Exercise —
From the line that contains "Practice. For this step, pick out the landing" to the last line of the data, every line is to be transcribed exactly; no other line is to be included.

══════

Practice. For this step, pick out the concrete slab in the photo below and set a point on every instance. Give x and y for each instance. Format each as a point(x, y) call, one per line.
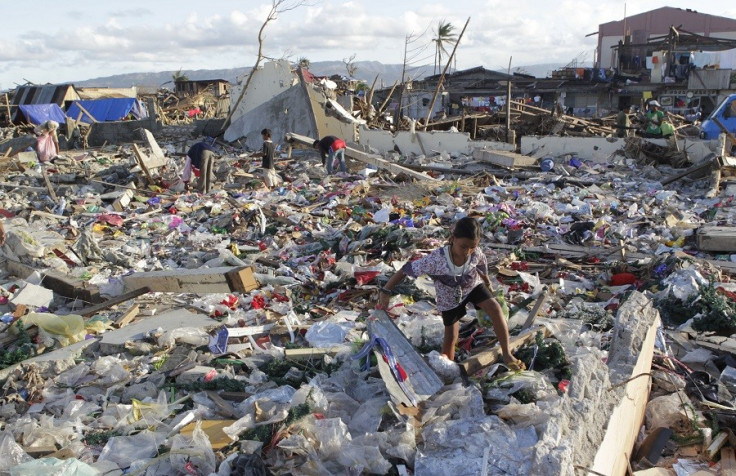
point(600, 149)
point(64, 354)
point(33, 295)
point(114, 341)
point(426, 143)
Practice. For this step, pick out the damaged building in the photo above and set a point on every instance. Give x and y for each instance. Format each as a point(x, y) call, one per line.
point(148, 328)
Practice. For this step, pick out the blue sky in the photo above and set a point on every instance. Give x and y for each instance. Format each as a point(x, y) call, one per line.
point(52, 41)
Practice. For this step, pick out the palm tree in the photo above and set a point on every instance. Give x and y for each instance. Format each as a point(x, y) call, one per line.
point(179, 76)
point(445, 36)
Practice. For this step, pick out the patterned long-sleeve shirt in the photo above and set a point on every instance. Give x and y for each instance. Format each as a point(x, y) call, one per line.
point(447, 276)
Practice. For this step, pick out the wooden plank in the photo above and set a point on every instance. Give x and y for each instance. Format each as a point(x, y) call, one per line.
point(122, 202)
point(309, 353)
point(422, 381)
point(62, 284)
point(157, 157)
point(728, 462)
point(200, 281)
point(504, 158)
point(535, 310)
point(224, 408)
point(716, 238)
point(364, 158)
point(86, 112)
point(484, 359)
point(142, 162)
point(623, 425)
point(91, 310)
point(127, 316)
point(52, 193)
point(213, 430)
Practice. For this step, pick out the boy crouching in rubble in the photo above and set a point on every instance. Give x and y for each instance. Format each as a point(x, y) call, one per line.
point(460, 274)
point(270, 177)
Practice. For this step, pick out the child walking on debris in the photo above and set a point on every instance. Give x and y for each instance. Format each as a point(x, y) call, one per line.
point(270, 177)
point(200, 160)
point(331, 148)
point(460, 274)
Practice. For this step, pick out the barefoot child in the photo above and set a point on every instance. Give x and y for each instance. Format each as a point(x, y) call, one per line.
point(460, 274)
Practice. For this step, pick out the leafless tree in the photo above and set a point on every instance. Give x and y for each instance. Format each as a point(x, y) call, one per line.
point(350, 65)
point(277, 7)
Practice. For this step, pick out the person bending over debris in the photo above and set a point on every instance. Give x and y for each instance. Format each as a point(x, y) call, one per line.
point(200, 160)
point(655, 116)
point(270, 177)
point(460, 274)
point(331, 148)
point(47, 142)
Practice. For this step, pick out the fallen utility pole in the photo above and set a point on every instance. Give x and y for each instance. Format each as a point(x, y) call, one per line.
point(363, 157)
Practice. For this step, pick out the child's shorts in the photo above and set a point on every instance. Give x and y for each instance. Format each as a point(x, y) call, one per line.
point(479, 294)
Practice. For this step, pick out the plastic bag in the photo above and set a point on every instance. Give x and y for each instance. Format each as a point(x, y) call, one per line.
point(124, 450)
point(193, 453)
point(53, 467)
point(13, 453)
point(66, 329)
point(325, 334)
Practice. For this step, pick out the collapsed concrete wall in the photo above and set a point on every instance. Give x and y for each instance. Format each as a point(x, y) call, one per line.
point(579, 425)
point(119, 132)
point(601, 149)
point(425, 143)
point(278, 99)
point(270, 81)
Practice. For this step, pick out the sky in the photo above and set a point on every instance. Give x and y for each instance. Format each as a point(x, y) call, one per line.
point(53, 42)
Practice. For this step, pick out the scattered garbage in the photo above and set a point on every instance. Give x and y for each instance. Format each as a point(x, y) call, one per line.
point(153, 330)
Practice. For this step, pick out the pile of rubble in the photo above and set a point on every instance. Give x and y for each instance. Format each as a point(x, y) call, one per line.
point(150, 331)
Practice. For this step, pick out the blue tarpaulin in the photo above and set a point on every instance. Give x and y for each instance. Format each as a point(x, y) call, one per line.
point(110, 109)
point(40, 113)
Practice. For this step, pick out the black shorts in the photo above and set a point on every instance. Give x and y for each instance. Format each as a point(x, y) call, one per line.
point(479, 294)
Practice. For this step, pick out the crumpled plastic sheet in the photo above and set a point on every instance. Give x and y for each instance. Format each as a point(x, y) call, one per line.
point(193, 453)
point(53, 467)
point(464, 446)
point(502, 388)
point(325, 334)
point(682, 284)
point(12, 453)
point(280, 401)
point(124, 450)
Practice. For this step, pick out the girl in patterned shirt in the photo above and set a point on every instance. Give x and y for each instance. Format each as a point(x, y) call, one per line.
point(460, 274)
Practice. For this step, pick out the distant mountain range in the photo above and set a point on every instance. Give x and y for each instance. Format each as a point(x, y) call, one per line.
point(366, 71)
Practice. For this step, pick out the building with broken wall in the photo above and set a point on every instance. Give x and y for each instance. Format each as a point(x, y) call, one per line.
point(286, 355)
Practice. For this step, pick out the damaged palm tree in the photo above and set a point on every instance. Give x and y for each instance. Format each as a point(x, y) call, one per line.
point(277, 6)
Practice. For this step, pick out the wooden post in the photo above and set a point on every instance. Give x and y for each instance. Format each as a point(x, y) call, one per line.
point(442, 76)
point(508, 103)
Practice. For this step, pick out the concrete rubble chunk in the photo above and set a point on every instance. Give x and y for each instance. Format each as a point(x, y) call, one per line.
point(146, 327)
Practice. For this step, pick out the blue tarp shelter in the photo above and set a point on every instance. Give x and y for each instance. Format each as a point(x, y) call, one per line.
point(109, 109)
point(40, 113)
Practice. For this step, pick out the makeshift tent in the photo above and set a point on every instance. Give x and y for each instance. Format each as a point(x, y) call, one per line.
point(40, 113)
point(109, 109)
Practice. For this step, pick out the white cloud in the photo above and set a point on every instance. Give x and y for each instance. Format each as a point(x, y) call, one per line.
point(96, 40)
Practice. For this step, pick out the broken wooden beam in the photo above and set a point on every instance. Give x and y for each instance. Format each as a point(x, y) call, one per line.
point(716, 238)
point(365, 158)
point(200, 281)
point(504, 158)
point(91, 310)
point(484, 359)
point(62, 284)
point(127, 316)
point(309, 353)
point(423, 380)
point(711, 161)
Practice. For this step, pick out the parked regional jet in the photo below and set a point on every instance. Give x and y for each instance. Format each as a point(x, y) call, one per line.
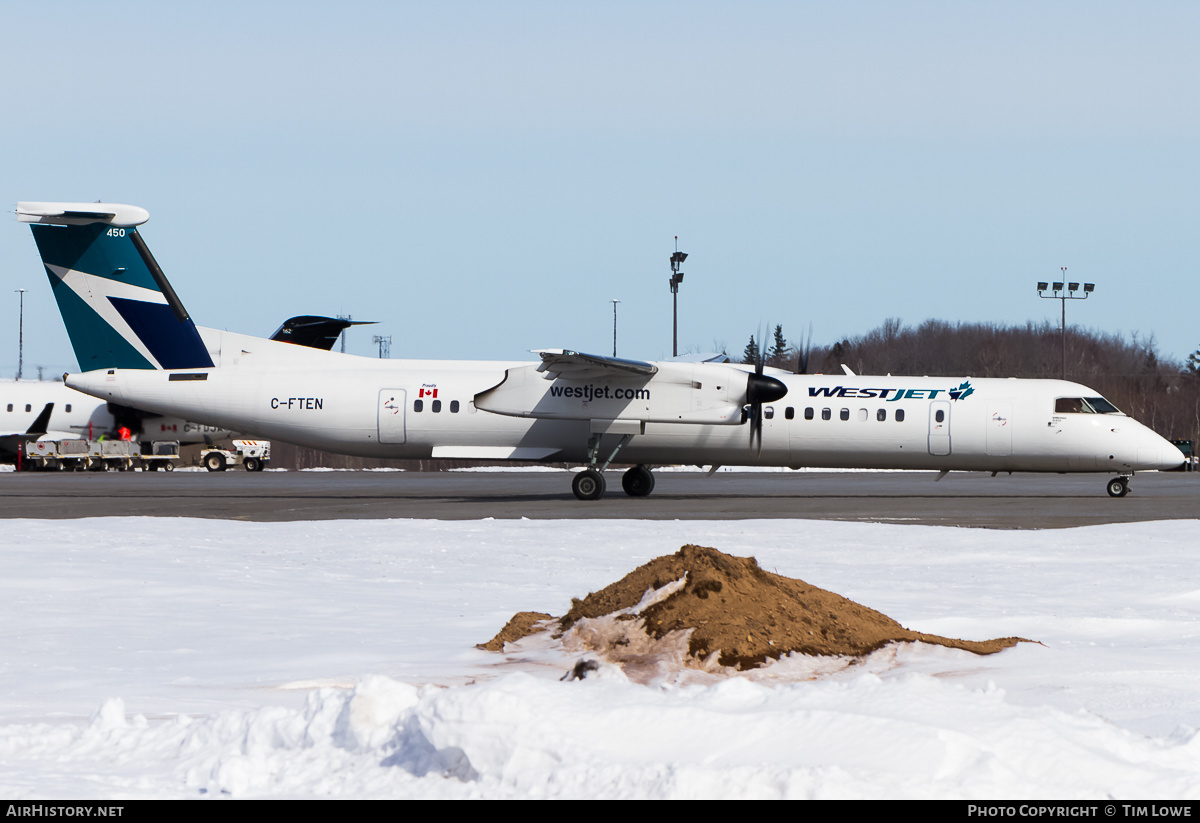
point(133, 335)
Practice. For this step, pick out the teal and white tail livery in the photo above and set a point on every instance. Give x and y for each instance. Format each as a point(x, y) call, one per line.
point(118, 306)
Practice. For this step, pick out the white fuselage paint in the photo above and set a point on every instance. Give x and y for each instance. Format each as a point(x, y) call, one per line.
point(369, 407)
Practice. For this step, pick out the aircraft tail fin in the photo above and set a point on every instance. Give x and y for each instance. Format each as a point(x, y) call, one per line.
point(117, 304)
point(42, 424)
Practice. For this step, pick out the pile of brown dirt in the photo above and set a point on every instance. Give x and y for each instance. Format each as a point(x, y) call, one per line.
point(737, 611)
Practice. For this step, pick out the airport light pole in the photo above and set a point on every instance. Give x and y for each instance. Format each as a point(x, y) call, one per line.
point(676, 278)
point(1065, 294)
point(615, 326)
point(21, 334)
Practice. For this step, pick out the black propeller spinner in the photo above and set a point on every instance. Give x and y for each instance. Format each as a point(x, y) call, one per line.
point(761, 389)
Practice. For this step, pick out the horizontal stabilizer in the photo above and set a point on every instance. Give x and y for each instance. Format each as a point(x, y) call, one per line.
point(564, 362)
point(82, 214)
point(492, 452)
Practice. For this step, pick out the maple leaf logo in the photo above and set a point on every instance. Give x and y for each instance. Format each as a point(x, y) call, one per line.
point(963, 391)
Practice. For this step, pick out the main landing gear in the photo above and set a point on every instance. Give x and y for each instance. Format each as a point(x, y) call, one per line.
point(589, 485)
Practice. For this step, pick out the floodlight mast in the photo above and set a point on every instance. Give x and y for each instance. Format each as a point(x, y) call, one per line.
point(1065, 290)
point(21, 334)
point(676, 278)
point(615, 301)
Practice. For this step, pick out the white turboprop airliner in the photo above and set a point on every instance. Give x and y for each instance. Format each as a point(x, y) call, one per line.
point(138, 347)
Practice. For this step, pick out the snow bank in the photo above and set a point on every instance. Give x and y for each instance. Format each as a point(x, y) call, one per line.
point(187, 659)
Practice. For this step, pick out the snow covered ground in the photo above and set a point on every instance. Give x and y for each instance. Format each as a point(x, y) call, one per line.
point(159, 658)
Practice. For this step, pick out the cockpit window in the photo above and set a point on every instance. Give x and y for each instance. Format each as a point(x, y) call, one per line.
point(1084, 406)
point(1102, 406)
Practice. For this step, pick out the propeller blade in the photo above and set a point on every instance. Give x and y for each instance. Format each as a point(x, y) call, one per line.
point(761, 389)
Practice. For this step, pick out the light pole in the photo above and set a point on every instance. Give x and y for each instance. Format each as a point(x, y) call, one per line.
point(676, 278)
point(1065, 294)
point(21, 334)
point(615, 326)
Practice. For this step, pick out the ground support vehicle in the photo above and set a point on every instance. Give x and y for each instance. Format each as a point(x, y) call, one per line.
point(81, 455)
point(251, 454)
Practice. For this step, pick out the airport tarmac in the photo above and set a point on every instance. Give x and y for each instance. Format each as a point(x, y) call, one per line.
point(1007, 502)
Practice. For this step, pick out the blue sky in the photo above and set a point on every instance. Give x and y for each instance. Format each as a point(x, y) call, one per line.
point(484, 178)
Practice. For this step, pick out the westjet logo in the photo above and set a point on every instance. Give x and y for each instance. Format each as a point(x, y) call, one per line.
point(892, 395)
point(589, 392)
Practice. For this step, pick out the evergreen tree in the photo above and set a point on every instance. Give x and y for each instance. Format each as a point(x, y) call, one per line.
point(778, 348)
point(751, 354)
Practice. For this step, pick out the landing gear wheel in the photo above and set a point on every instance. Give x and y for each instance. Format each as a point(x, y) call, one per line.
point(639, 481)
point(588, 485)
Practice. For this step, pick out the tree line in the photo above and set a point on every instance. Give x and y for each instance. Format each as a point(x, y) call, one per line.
point(1158, 391)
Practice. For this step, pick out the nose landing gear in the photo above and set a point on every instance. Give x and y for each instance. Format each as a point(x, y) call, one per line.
point(1119, 486)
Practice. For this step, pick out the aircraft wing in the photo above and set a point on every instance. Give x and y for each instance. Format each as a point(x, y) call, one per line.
point(576, 365)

══════

Solution to this task —
Practice. For this step, pick out the landing gear wheel in the photo above and set a point on every instance. Give x and y for each instance. Format each as a point(x, y) call, one per line.
point(639, 481)
point(588, 485)
Practice. For this step, pick out the tree line in the photo above and set a point on every instance. Give x and y for each instance. Format each as a point(x, y) call, one per line.
point(1158, 391)
Practice. For this step, pick out the nose landing gear in the photo above and set a point on every instance. Give x and y for each instance. Format each as a point(x, y) call, one per line.
point(1119, 486)
Practice. For this step, pick out the aircraft wing in the photo above and set a point on every instance. Give x and y for each instance. Format each as a point(x, y) call, one per line.
point(576, 365)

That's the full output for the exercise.